What this task involves: Copy the records below from the beginning up to and including the line containing "[0,15,493,769]", changing every "encloses" to "contains" and leaving all else unchanged.
====== Extracted material
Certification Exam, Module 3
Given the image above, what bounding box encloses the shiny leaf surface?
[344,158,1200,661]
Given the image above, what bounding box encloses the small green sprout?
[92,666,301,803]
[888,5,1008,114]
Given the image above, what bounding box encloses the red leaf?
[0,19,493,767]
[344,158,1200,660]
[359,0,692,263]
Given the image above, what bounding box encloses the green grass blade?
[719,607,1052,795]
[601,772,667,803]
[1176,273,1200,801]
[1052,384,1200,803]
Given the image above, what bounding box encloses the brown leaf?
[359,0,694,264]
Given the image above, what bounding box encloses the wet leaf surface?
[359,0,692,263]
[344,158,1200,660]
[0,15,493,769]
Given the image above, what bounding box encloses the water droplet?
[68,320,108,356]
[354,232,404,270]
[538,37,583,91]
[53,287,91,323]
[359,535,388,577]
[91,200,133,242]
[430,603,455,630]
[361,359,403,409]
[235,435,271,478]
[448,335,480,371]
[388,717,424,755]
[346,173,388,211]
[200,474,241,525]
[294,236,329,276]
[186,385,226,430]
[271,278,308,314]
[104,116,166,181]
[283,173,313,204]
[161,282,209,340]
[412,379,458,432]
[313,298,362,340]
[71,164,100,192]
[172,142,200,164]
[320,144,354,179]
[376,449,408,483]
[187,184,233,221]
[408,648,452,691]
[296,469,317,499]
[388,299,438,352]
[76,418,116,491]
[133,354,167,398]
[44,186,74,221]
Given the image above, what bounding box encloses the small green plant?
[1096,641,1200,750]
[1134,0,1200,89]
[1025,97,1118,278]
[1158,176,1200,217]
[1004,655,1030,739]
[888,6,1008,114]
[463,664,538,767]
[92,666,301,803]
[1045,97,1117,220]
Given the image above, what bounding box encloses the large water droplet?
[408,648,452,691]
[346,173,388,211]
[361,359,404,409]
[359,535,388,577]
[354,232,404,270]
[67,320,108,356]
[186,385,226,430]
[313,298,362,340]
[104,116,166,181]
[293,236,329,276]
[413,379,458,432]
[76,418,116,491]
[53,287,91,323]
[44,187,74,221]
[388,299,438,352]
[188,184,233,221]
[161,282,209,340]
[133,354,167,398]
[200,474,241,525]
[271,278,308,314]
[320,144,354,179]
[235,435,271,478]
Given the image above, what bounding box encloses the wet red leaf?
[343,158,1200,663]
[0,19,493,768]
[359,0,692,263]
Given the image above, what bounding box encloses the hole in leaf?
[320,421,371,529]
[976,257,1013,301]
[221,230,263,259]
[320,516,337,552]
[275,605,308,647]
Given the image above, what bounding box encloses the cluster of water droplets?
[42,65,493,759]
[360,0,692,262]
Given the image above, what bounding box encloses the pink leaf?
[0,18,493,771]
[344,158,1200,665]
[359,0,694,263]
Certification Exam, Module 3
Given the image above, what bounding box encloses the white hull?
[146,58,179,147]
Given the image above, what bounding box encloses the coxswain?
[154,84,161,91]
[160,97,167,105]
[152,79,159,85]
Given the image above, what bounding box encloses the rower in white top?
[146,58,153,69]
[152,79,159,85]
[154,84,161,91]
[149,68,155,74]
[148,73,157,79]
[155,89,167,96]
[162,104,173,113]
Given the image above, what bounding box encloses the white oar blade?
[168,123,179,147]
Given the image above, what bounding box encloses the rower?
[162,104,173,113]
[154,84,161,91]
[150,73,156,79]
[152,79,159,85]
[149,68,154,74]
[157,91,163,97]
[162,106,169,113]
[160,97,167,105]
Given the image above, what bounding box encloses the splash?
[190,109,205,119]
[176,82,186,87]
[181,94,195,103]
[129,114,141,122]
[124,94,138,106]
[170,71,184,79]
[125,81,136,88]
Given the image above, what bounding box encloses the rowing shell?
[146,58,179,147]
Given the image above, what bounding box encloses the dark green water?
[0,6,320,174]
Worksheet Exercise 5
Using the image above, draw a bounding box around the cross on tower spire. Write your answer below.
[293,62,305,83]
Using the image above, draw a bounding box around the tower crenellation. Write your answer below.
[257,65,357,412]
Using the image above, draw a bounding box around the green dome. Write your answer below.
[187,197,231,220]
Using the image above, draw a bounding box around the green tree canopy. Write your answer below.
============
Finished task:
Certification Exam, Module 3
Given the image above, what bounding box contains the shiny leaf surface?
[344,158,1200,661]
Given the image above, what bounding box contains the small green sprout?
[92,666,301,803]
[888,5,1008,114]
Given the image above, what bounding box contains the red leaf?
[0,19,493,767]
[344,158,1200,660]
[359,0,692,263]
Given the image above, what bounding box contains the green grass blade?
[719,607,1052,795]
[601,772,667,803]
[1176,273,1200,801]
[1052,384,1200,803]
Given the image above, what bounding box contains the brown leaf?
[359,0,694,264]
Given the image above, what bounding box contains the wet leaf surface?
[359,0,692,263]
[344,158,1200,660]
[0,15,493,769]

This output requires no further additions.